TEXT TO READ:
----

# The Economist article re Embargo



## Danimal (Jun 6, 2004)

I haven't been on these boards in awhile so something along these lines may seem a bit redundant and overstated... Honestly, I could care less about its impact on my access to Cuban cigars or any concern related to degrading quality due to rising demand if the embargo is lifted... just think it's the feasible thing to do.

http://www.economist.com/world/la/d...2aa354b52-93D63DF1-B27C-BB00-0129173143D86A34

Foreign investment in Cuba
*Bye-bye embargo?*
Nov 22nd 2007 | HAVANA
From The Economist print edition

*Getting ready for a post-Castro bonanza*

THE American businessman at this month's international trade fair in Havana was full of excitement about the communist island's investment prospects as its long-serving president ails. "It's a perfect storm," he enthused: "Fidel will soon be gone, and a Democratic president will be in the White House. Bye-bye embargo!"

----

STATED EXERCISE: Revise everything in the embargo thread from "I haven't been" down to "thing to do." so that "sensible" replaces "feasible".

----

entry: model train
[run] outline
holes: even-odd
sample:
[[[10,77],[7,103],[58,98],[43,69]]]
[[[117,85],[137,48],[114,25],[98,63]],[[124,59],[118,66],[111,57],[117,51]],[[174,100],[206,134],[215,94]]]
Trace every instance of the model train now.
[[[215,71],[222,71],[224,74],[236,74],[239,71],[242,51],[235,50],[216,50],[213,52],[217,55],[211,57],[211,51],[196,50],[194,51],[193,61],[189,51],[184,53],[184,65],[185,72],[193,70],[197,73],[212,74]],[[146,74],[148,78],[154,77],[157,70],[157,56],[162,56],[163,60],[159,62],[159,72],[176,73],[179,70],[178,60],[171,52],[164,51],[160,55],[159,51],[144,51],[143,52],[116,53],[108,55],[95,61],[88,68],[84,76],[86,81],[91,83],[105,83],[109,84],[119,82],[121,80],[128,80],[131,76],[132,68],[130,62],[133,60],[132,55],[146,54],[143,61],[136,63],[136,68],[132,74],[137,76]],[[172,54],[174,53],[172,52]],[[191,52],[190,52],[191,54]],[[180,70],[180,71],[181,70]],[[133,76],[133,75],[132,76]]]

----

TASK RESPONSE:
I haven't been on these boards in awhile so something along these lines may seem a bit redundant and overstated... Honestly, I could care less about its impact on my access to Cuban cigars or any concern related to degrading quality due to rising demand if the embargo is lifted... just think it's the sensible thing to do.